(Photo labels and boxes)
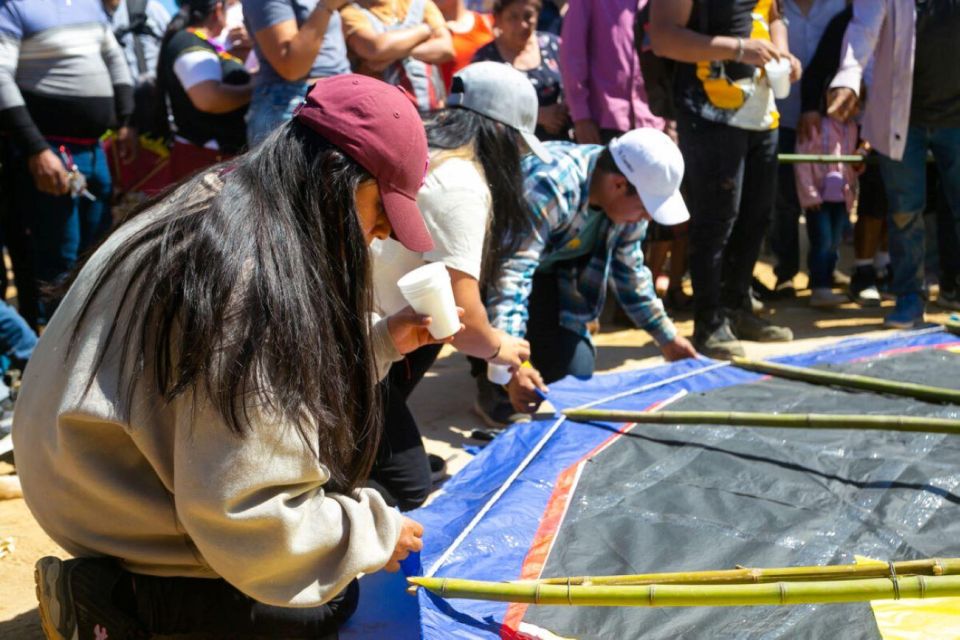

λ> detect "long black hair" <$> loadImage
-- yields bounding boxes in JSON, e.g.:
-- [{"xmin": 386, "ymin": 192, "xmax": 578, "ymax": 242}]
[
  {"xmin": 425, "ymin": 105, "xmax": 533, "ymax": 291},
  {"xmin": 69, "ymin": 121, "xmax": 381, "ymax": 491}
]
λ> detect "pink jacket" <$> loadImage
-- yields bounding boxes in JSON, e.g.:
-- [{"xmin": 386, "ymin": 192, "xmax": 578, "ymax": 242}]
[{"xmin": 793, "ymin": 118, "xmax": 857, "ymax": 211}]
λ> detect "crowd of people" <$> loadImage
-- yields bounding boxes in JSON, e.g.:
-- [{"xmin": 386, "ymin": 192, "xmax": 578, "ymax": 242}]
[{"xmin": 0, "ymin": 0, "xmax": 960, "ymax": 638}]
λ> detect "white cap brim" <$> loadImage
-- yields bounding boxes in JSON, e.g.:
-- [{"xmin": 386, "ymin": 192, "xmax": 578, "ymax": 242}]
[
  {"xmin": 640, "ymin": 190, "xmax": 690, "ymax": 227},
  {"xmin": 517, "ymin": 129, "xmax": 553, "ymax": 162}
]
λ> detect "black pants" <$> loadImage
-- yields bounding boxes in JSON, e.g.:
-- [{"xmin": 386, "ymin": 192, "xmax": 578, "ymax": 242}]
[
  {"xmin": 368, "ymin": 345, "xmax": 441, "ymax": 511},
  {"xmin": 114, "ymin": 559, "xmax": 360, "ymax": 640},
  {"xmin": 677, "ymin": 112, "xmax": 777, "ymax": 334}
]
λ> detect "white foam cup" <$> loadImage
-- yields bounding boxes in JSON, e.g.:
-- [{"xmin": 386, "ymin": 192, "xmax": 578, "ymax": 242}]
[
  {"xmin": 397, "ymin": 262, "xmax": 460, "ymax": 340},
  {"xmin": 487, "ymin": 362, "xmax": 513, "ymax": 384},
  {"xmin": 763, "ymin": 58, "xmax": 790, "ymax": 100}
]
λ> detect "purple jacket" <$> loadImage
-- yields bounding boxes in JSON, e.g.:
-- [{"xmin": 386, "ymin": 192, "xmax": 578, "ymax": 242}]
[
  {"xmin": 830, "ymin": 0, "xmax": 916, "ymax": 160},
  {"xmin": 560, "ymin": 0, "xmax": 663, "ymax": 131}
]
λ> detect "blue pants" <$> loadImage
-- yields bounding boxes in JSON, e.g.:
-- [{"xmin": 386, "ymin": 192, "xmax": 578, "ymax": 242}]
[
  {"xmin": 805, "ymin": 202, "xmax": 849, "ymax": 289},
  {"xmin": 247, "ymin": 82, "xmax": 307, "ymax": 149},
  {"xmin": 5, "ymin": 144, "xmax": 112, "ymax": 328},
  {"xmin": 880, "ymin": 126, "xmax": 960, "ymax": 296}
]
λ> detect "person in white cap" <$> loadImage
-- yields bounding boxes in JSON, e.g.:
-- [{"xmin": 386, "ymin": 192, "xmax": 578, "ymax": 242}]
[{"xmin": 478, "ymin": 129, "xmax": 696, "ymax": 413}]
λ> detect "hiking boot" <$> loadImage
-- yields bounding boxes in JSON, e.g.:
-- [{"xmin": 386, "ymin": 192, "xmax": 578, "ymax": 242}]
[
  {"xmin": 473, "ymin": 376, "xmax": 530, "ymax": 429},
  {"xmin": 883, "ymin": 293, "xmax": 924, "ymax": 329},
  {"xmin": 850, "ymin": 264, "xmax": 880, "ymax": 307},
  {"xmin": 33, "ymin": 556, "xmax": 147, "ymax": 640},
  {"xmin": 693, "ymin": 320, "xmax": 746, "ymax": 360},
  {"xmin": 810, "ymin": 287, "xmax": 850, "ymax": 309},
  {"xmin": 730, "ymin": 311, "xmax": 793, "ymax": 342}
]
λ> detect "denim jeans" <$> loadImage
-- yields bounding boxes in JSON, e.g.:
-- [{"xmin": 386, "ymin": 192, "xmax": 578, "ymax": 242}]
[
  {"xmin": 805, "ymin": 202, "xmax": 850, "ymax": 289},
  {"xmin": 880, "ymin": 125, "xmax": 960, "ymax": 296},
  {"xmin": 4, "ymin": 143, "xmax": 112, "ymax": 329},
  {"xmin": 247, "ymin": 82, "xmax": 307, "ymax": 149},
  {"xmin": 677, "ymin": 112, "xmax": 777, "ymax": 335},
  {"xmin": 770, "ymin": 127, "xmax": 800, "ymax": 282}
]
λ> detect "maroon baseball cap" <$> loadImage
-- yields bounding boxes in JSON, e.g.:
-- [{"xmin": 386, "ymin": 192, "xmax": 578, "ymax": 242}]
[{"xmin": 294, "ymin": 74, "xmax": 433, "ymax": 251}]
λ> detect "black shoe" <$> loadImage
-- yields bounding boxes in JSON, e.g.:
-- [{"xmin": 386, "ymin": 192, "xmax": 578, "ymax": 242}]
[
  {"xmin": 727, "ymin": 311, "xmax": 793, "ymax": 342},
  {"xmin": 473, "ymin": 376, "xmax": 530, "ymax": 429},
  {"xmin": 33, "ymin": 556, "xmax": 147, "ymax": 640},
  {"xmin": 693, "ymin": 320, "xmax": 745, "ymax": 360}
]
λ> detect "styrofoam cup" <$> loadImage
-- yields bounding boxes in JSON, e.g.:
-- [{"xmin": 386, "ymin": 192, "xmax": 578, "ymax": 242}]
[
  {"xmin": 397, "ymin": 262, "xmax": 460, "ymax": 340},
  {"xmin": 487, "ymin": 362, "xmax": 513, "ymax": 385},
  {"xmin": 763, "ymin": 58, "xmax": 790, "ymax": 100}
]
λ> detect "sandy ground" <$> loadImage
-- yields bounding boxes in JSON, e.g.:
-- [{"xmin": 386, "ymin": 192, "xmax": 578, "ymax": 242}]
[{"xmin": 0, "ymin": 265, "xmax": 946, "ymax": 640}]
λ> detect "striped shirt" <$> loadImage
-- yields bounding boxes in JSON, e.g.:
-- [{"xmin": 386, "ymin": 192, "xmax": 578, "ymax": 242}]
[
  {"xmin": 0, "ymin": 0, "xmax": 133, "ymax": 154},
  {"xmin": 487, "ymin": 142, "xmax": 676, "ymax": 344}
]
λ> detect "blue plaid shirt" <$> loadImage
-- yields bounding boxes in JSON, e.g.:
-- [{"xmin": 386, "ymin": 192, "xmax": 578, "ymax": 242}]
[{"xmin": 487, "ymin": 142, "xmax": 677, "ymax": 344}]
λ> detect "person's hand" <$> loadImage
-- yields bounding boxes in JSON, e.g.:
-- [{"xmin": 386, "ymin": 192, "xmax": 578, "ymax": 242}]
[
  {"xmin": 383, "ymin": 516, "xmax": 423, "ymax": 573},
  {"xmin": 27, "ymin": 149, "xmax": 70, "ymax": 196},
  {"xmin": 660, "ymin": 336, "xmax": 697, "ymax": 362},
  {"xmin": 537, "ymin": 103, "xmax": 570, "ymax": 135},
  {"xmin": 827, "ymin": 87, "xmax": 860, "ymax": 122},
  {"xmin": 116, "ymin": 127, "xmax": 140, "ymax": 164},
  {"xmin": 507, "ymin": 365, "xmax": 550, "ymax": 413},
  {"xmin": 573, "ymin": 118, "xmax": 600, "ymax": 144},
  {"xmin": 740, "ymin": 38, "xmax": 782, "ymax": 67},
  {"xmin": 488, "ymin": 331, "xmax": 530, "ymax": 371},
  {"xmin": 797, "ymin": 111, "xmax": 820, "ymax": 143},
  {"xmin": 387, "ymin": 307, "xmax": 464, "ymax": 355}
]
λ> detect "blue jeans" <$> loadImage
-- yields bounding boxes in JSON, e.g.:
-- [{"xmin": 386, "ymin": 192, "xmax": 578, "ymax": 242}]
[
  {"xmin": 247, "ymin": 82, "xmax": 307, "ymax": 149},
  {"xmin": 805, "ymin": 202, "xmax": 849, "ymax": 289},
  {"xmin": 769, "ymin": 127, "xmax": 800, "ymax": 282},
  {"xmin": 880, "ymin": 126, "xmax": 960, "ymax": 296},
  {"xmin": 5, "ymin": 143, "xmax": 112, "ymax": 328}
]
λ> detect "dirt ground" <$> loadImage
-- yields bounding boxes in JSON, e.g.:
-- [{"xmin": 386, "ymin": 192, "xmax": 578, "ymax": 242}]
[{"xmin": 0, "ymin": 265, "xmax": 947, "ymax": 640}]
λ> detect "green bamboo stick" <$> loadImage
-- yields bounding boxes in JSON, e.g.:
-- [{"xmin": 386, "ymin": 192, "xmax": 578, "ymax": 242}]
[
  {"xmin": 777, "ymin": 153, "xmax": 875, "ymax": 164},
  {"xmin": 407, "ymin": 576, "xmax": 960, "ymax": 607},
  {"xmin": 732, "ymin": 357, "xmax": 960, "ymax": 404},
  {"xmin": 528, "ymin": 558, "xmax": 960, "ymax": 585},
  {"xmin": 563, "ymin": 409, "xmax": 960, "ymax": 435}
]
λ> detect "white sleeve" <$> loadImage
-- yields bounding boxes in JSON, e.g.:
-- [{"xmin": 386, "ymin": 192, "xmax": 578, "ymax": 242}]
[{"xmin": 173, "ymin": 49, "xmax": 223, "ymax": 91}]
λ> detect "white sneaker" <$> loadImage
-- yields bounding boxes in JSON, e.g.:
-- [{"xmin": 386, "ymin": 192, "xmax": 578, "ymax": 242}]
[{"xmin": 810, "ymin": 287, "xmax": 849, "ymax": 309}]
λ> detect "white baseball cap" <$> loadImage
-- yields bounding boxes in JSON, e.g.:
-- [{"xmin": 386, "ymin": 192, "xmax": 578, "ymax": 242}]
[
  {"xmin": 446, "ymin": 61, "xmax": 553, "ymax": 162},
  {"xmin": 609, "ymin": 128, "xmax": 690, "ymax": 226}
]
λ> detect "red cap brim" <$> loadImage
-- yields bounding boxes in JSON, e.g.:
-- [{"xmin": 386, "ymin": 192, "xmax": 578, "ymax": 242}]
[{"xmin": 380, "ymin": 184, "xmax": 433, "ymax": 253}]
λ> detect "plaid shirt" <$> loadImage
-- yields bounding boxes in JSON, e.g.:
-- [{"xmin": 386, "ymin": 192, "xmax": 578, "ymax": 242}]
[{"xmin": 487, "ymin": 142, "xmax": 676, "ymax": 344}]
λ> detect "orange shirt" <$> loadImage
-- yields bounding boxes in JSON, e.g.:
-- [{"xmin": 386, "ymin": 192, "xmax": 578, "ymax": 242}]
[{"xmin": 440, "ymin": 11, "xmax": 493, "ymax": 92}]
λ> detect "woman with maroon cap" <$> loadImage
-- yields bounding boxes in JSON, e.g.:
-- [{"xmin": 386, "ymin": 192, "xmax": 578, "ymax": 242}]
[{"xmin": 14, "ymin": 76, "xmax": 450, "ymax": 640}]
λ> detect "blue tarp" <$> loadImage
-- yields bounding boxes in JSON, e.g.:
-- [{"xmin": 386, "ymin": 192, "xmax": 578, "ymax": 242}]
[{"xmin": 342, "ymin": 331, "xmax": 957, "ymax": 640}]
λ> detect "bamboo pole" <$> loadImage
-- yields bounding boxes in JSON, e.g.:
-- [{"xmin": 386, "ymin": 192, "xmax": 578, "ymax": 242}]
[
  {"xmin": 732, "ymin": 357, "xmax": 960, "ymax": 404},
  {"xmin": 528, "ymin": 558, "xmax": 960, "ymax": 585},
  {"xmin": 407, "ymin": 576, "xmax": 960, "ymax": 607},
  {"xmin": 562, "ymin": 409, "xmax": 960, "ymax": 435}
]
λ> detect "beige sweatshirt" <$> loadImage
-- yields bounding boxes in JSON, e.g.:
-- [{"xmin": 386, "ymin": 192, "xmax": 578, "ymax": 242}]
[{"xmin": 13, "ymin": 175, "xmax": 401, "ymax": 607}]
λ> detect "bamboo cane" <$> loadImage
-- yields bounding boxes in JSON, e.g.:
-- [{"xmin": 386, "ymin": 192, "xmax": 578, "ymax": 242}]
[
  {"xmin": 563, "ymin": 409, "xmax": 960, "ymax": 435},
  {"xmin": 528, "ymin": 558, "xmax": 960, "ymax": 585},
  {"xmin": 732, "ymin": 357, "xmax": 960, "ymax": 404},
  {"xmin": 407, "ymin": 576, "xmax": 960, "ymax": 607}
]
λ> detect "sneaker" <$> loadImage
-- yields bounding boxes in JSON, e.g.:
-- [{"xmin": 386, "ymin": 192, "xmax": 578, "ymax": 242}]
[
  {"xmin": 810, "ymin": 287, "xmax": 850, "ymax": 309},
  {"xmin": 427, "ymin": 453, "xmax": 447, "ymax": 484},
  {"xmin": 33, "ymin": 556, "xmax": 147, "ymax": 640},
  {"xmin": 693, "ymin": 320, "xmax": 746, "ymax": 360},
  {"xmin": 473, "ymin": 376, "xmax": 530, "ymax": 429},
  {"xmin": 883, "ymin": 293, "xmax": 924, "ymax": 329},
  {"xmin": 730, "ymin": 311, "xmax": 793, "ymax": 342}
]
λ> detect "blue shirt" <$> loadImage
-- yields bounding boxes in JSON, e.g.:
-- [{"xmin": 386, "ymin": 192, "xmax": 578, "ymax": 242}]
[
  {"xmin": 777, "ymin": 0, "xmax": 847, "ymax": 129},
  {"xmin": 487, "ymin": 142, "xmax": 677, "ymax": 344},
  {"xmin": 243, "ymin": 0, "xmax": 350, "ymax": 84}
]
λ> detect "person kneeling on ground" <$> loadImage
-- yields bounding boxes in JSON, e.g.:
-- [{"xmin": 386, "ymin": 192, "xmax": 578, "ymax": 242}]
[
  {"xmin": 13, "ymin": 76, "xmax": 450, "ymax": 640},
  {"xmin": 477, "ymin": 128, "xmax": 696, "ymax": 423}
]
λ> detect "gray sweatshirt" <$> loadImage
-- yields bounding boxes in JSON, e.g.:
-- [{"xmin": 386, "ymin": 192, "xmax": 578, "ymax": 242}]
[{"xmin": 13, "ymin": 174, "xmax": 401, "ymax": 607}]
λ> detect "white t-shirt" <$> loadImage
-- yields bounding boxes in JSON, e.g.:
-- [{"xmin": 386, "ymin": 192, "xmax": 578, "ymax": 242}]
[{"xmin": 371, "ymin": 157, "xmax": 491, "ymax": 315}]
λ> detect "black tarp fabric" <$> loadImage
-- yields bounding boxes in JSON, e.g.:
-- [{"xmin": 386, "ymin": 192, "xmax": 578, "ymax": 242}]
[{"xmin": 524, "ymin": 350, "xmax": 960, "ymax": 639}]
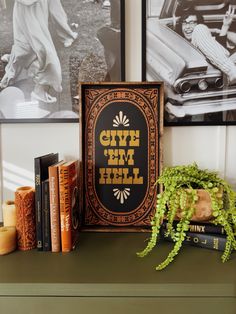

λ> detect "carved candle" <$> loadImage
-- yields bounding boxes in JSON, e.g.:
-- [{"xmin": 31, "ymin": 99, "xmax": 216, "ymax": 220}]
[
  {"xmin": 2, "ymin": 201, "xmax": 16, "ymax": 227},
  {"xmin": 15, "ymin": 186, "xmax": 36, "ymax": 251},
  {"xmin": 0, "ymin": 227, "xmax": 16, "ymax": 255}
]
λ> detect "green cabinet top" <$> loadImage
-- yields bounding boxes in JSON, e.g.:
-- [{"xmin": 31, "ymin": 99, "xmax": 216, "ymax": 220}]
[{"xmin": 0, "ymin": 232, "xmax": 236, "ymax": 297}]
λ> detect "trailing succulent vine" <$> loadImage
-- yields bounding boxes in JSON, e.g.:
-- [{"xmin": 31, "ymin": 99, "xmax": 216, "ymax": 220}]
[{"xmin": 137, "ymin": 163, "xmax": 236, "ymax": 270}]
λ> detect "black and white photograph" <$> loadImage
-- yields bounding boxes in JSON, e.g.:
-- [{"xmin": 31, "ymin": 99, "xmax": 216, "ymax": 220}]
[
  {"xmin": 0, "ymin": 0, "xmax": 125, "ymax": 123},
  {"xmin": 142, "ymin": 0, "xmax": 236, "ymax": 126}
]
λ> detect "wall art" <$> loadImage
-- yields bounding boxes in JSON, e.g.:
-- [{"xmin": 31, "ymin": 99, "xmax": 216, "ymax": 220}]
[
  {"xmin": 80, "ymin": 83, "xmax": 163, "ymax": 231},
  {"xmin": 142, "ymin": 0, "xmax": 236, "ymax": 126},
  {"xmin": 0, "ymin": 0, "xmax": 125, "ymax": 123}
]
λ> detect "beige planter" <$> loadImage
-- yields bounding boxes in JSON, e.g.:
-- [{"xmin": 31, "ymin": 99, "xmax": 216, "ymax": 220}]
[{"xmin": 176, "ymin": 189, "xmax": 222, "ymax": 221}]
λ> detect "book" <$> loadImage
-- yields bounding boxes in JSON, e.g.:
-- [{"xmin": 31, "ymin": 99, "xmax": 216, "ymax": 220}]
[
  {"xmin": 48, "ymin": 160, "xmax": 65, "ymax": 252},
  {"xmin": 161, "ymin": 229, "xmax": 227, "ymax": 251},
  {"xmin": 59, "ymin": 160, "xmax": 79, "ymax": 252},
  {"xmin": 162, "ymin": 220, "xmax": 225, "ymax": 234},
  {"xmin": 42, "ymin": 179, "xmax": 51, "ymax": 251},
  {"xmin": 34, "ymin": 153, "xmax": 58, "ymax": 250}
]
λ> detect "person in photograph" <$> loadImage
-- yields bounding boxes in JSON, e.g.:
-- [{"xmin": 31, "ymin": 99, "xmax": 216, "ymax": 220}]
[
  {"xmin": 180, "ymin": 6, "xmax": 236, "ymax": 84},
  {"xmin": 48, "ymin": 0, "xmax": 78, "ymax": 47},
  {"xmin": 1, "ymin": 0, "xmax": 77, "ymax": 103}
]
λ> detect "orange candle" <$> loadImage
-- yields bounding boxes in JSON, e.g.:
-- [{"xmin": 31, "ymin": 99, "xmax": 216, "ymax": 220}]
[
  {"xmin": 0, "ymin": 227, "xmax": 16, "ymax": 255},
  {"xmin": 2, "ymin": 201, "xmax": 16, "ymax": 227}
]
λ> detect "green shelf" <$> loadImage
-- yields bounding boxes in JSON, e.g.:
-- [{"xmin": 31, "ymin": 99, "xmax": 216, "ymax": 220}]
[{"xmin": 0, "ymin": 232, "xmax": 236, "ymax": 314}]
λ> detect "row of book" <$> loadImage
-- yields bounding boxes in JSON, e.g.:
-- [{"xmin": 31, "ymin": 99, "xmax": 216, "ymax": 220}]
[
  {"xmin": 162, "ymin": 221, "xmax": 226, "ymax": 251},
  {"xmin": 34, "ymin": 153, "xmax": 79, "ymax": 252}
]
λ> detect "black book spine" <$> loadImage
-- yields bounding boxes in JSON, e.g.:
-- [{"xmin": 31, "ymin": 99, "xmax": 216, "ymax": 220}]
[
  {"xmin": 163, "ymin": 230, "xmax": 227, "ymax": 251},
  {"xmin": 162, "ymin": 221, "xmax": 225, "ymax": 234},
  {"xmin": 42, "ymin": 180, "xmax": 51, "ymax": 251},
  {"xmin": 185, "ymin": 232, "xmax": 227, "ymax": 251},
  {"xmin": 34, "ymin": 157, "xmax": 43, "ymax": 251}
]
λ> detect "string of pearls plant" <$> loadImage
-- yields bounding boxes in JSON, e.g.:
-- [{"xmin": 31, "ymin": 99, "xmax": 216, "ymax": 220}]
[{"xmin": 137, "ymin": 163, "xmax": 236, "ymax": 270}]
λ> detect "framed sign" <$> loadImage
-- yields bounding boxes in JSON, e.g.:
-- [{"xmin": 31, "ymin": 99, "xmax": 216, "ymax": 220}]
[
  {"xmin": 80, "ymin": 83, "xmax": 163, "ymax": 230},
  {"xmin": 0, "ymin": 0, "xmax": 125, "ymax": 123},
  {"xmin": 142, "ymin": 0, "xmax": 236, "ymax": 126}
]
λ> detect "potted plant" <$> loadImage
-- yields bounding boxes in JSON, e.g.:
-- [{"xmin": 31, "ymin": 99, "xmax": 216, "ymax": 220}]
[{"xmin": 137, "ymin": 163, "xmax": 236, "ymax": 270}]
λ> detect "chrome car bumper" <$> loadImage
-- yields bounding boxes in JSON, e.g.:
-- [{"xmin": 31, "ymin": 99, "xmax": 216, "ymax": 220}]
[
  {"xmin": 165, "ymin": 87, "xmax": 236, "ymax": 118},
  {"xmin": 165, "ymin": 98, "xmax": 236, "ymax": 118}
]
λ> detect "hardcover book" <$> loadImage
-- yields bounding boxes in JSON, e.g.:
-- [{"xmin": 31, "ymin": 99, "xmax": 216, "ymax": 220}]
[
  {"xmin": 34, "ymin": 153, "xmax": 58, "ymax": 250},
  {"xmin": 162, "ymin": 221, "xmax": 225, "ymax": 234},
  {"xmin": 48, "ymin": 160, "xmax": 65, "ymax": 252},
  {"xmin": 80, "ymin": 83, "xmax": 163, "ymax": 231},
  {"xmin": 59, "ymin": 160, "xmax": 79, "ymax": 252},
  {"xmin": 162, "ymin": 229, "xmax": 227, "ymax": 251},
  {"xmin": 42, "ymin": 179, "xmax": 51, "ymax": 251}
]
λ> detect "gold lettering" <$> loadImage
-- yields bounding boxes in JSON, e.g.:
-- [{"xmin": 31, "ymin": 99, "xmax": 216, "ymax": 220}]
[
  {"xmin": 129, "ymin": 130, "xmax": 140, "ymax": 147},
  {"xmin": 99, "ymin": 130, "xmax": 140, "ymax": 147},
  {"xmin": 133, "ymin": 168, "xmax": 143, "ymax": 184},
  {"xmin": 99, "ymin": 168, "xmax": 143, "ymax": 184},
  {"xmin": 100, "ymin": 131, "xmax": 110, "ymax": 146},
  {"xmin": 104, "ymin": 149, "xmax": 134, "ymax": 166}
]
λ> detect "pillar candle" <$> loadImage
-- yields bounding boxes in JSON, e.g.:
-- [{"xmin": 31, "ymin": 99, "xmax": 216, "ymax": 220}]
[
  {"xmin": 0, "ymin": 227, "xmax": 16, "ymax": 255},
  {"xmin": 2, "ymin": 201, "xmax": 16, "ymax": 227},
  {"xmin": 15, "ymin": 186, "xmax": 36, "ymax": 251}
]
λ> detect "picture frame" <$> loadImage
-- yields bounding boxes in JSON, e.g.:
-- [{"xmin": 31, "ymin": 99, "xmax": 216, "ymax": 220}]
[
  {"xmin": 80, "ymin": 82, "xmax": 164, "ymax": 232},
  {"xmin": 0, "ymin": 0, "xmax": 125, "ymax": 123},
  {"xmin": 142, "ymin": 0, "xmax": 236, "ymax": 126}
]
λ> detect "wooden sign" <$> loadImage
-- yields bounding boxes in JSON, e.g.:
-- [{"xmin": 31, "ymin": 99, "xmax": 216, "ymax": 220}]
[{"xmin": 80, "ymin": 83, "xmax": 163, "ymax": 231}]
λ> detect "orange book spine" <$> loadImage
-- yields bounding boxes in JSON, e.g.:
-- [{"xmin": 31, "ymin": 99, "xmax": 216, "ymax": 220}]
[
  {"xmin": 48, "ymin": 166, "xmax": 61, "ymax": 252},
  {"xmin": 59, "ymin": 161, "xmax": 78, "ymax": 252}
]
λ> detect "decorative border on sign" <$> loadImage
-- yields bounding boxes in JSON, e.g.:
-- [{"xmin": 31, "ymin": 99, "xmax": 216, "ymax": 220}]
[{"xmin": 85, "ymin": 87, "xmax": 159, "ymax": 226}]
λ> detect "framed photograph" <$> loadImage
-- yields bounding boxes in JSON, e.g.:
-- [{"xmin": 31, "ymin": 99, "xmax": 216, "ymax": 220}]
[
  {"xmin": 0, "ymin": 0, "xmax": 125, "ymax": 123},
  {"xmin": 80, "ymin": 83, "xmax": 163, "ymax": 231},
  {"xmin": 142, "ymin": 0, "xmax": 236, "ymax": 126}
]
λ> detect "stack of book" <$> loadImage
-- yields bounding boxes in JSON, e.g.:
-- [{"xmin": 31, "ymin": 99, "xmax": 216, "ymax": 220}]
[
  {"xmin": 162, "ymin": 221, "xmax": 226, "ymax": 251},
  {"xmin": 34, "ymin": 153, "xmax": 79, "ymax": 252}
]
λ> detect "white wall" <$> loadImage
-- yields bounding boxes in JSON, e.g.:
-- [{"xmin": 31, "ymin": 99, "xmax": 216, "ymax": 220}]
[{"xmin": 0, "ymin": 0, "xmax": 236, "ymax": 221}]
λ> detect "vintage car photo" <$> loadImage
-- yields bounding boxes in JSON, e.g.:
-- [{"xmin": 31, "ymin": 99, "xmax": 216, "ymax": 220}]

SET TASK: Locate every line of the records that contains the word "baseball" and copy each one. Case counts.

WRITTEN RESPONSE:
λ> detect "maroon baseball cap" <$> loadImage
λ> detect "white baseball cap" <$> loadImage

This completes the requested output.